--- EXERCISE GOAL ---
Check every line of the data below for "hang". Copy each one that has it.
____
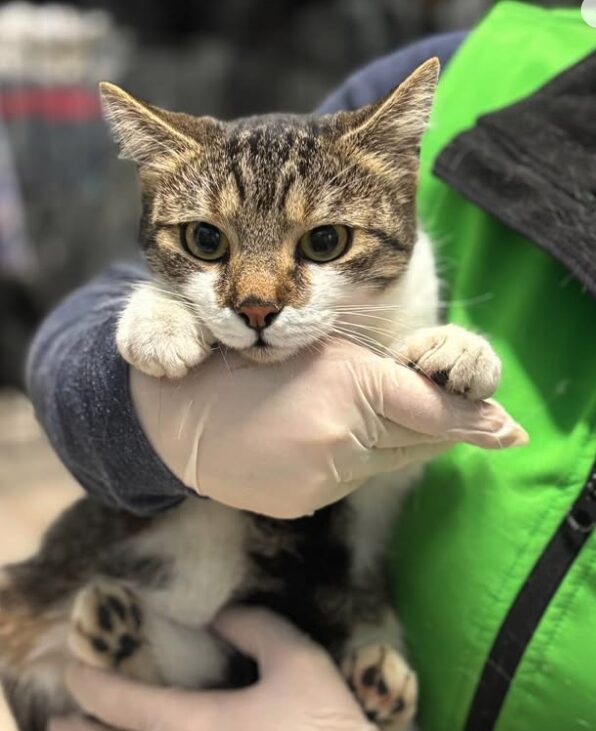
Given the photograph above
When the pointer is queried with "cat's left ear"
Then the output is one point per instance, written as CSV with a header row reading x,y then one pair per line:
x,y
392,127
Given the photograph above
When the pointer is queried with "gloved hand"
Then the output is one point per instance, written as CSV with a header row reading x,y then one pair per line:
x,y
289,438
300,689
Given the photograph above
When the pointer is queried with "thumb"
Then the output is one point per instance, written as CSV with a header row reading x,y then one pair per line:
x,y
263,635
133,706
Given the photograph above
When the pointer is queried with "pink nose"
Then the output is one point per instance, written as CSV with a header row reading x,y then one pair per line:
x,y
258,317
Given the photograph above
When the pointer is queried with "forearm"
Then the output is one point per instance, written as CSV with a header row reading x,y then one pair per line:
x,y
78,384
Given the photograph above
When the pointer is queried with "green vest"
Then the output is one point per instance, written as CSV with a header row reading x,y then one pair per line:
x,y
470,536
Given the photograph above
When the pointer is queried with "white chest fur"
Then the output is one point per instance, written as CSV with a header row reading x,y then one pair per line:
x,y
205,543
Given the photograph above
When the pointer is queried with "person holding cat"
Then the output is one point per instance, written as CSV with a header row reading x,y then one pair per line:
x,y
537,507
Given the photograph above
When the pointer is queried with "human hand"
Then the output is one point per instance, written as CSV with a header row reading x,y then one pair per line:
x,y
289,438
300,689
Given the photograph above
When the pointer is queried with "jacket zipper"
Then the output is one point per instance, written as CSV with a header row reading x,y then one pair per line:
x,y
529,607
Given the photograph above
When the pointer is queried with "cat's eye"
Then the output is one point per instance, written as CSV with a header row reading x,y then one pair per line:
x,y
204,241
324,243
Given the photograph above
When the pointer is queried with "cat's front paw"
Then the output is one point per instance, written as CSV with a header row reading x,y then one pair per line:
x,y
384,684
158,335
460,361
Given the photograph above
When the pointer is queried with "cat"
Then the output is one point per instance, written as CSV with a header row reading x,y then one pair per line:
x,y
263,235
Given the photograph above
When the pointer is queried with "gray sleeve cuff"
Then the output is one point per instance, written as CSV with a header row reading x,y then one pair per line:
x,y
79,386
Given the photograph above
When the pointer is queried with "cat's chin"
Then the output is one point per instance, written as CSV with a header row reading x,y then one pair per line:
x,y
267,354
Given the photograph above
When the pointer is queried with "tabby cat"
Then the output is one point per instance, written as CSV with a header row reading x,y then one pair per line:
x,y
260,234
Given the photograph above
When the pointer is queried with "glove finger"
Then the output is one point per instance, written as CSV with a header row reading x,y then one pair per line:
x,y
393,436
407,398
380,461
133,706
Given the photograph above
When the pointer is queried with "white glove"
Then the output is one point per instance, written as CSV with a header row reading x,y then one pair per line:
x,y
300,689
288,438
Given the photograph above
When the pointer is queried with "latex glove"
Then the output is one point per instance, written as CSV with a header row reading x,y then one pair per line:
x,y
300,689
288,438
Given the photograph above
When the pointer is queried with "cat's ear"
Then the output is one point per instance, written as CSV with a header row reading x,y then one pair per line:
x,y
393,126
149,136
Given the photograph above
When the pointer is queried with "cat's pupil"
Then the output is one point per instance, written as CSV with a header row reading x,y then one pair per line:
x,y
207,238
324,239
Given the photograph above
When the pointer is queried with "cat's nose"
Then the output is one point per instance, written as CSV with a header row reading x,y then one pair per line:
x,y
260,316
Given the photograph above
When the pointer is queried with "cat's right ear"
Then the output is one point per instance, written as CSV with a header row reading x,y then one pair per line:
x,y
145,134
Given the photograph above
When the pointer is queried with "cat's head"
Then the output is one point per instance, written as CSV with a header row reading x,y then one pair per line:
x,y
271,227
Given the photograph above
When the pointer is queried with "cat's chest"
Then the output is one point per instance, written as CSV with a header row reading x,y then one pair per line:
x,y
204,544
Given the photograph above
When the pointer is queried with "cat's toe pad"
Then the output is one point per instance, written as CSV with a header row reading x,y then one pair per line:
x,y
456,359
106,625
384,684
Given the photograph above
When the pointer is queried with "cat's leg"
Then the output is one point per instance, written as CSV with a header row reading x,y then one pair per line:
x,y
460,361
158,333
113,629
379,675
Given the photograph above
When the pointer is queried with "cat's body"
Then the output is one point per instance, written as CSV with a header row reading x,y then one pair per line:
x,y
137,596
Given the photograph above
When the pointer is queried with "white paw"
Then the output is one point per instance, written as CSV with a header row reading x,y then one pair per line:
x,y
106,631
460,361
384,684
158,335
106,624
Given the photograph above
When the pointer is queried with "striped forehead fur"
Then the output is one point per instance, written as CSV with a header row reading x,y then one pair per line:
x,y
267,180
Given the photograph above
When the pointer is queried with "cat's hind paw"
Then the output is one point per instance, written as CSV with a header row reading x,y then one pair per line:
x,y
384,684
106,631
456,359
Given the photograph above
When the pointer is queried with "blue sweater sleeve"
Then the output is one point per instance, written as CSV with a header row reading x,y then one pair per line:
x,y
79,387
78,382
378,78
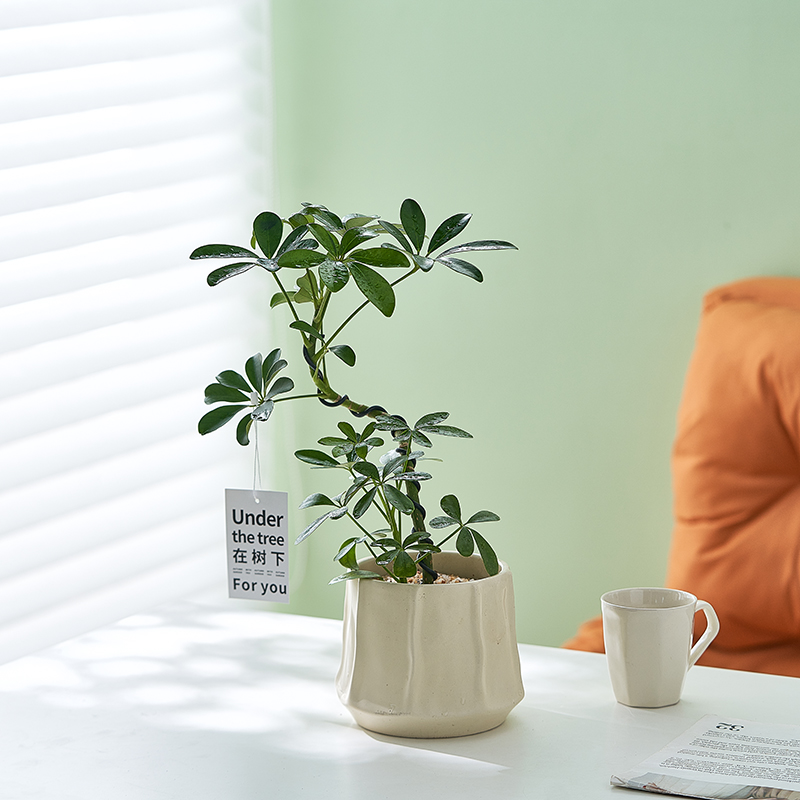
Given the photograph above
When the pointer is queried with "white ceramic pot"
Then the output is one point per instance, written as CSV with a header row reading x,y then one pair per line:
x,y
428,661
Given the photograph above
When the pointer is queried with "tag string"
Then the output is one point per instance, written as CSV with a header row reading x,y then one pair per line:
x,y
256,464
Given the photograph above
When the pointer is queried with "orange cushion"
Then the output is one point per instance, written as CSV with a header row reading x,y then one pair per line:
x,y
736,476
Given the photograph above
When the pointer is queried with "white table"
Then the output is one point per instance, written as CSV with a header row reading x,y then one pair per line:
x,y
196,701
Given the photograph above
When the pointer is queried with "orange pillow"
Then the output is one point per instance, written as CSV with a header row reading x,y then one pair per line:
x,y
736,477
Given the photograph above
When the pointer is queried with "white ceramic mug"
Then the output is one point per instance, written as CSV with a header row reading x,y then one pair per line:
x,y
648,638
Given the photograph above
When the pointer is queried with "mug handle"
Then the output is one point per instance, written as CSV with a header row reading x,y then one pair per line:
x,y
712,629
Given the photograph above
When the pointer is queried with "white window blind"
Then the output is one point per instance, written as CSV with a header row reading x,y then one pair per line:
x,y
131,131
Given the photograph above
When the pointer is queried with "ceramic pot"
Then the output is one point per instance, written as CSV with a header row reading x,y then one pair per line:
x,y
429,661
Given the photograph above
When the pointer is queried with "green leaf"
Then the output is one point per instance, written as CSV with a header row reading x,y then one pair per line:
x,y
323,215
447,430
223,273
420,437
483,244
299,325
368,429
345,353
217,393
268,230
397,233
386,422
375,288
413,538
437,523
412,476
317,458
335,514
364,503
316,499
487,554
404,565
483,516
413,221
298,220
334,274
348,430
252,369
379,257
462,267
217,417
292,240
280,297
262,413
243,430
353,490
347,554
233,379
388,556
357,220
464,542
301,257
272,365
222,251
354,237
451,227
365,468
424,263
325,238
355,574
332,441
450,505
397,499
279,387
431,419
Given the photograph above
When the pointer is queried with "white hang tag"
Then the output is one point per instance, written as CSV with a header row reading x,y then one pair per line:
x,y
257,542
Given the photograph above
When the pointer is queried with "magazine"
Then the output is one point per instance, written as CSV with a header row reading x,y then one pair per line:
x,y
723,758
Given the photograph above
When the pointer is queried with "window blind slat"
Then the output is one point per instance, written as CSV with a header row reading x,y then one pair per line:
x,y
131,131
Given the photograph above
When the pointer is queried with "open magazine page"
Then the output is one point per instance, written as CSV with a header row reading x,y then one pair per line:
x,y
725,758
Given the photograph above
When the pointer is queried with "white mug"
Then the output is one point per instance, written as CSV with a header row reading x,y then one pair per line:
x,y
648,638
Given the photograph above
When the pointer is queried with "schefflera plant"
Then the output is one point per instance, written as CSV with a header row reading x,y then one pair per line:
x,y
325,254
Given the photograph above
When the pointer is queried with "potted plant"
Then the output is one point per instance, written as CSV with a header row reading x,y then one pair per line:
x,y
434,659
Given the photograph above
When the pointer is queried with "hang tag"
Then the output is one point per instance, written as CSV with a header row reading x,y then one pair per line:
x,y
257,542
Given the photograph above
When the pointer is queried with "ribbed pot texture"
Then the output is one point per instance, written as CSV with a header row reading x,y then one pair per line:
x,y
430,661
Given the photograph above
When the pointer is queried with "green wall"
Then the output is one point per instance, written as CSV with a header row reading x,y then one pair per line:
x,y
638,153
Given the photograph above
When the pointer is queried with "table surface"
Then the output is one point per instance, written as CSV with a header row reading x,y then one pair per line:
x,y
203,701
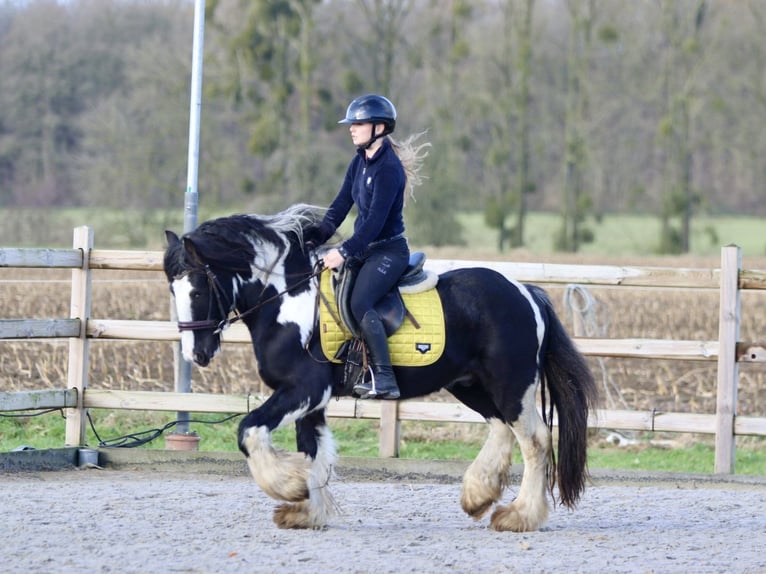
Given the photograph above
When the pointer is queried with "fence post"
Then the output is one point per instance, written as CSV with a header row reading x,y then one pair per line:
x,y
728,369
78,347
389,429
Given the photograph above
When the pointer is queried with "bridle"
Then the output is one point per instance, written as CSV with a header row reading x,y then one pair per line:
x,y
215,286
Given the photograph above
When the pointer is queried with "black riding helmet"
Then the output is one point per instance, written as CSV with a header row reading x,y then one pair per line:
x,y
374,109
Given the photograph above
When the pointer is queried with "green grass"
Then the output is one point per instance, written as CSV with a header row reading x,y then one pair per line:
x,y
626,234
359,438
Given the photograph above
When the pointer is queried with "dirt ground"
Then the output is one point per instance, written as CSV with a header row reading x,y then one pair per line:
x,y
130,521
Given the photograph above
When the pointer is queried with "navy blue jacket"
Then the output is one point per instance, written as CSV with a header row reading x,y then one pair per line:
x,y
376,186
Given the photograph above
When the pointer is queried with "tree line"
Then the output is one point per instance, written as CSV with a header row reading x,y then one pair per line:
x,y
583,107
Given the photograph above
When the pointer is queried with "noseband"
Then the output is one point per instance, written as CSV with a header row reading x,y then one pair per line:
x,y
215,287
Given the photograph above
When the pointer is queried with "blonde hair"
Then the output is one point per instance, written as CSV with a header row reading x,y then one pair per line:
x,y
412,155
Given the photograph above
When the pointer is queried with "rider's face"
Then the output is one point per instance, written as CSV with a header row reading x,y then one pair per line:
x,y
361,133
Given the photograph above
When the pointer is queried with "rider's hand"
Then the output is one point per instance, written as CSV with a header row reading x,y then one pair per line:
x,y
333,259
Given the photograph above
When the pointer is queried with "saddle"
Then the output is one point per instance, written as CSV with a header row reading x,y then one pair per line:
x,y
418,342
391,308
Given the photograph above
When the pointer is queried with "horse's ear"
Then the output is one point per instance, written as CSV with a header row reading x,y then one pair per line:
x,y
171,238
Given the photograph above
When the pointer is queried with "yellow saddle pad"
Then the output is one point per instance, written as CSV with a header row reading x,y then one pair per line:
x,y
410,346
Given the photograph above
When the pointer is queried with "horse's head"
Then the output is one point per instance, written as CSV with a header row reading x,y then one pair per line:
x,y
243,260
202,300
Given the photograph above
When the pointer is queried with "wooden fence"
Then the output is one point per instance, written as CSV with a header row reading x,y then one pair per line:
x,y
80,329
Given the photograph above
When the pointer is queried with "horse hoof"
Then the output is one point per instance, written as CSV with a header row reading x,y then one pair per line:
x,y
475,509
511,518
295,516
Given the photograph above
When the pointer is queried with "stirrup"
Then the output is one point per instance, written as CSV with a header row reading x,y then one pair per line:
x,y
367,390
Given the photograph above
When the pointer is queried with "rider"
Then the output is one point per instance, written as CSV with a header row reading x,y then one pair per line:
x,y
375,182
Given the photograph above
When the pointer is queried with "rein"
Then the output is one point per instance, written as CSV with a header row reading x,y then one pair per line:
x,y
215,286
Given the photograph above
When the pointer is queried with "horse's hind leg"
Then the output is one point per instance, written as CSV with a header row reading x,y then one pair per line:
x,y
315,438
487,476
280,474
529,510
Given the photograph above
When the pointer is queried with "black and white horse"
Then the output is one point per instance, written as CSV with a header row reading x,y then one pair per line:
x,y
503,341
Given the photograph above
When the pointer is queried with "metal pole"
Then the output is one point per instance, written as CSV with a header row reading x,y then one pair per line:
x,y
183,367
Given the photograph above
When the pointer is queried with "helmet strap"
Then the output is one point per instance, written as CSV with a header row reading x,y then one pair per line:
x,y
375,136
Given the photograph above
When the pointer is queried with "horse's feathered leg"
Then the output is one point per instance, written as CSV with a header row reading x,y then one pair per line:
x,y
314,438
281,475
487,476
529,510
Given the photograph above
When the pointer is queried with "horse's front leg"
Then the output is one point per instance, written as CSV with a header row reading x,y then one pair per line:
x,y
314,438
281,475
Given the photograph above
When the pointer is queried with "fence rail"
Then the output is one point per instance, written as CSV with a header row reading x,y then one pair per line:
x,y
80,329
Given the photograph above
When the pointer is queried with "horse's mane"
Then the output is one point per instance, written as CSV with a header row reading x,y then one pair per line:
x,y
231,242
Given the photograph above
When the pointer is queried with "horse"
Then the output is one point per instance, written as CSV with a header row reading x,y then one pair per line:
x,y
503,341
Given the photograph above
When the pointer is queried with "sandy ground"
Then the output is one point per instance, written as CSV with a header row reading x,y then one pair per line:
x,y
141,521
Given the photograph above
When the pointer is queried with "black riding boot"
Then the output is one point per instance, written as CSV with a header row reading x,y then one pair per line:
x,y
383,384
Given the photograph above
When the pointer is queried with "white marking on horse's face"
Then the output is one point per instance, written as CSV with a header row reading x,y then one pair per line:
x,y
182,289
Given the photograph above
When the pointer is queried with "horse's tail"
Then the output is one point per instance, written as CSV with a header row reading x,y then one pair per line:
x,y
573,392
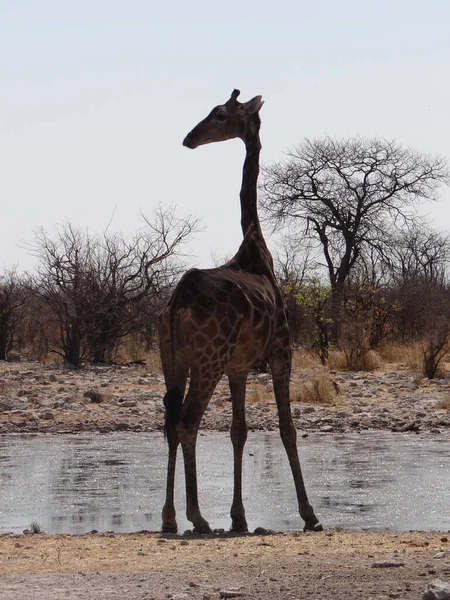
____
--- SOLUTION TO THE PROBLEM ---
When the pointer is queried with "white hang tag"
When the pointer is queried with "hang tag"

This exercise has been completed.